>> START
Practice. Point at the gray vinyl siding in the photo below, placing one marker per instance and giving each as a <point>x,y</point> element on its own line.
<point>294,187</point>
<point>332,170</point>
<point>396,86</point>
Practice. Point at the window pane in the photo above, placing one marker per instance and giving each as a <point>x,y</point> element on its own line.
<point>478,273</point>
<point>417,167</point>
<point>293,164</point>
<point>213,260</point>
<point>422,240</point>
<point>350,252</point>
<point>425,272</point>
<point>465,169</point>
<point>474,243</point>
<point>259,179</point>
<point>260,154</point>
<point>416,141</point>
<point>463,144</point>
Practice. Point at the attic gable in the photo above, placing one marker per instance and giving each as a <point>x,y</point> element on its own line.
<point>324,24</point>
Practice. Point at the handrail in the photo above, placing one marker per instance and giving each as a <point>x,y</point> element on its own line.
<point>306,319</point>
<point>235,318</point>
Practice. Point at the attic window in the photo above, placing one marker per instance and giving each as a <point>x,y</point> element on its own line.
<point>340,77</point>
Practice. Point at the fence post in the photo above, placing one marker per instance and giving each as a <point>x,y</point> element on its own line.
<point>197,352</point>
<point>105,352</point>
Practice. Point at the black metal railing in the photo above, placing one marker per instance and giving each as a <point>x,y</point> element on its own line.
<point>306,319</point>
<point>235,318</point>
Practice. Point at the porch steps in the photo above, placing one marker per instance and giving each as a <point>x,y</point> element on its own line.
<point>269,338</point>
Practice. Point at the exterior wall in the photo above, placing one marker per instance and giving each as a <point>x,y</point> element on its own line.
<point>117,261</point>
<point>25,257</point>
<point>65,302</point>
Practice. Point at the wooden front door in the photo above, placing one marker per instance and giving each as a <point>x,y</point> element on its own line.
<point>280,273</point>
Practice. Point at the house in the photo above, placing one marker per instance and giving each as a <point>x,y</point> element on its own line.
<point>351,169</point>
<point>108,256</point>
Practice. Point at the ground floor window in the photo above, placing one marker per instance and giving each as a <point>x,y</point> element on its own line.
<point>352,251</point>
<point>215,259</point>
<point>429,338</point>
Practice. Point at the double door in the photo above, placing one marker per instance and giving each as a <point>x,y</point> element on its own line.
>> END
YOUR GOAL:
Convert everything from the line containing "Practice. Point at the house" down to the end of the entries above into a JSON list of strings, one string per line, skipping blank lines.

RESULT OF THE EXERCISE:
[
  "Practice. Point at the house in the photo above, placing one marker per instance and giving each as a <point>x,y</point> element on its own line.",
  "<point>351,169</point>",
  "<point>108,256</point>",
  "Practice. Point at the ground floor window in the photo above, placing one marker per instance and giving each as a <point>x,y</point> element on its own line.",
  "<point>352,251</point>",
  "<point>215,259</point>",
  "<point>429,338</point>",
  "Practice. Point at the double door in the photo above, placing one marker per instance and giving each as a <point>x,y</point> element on its own line."
]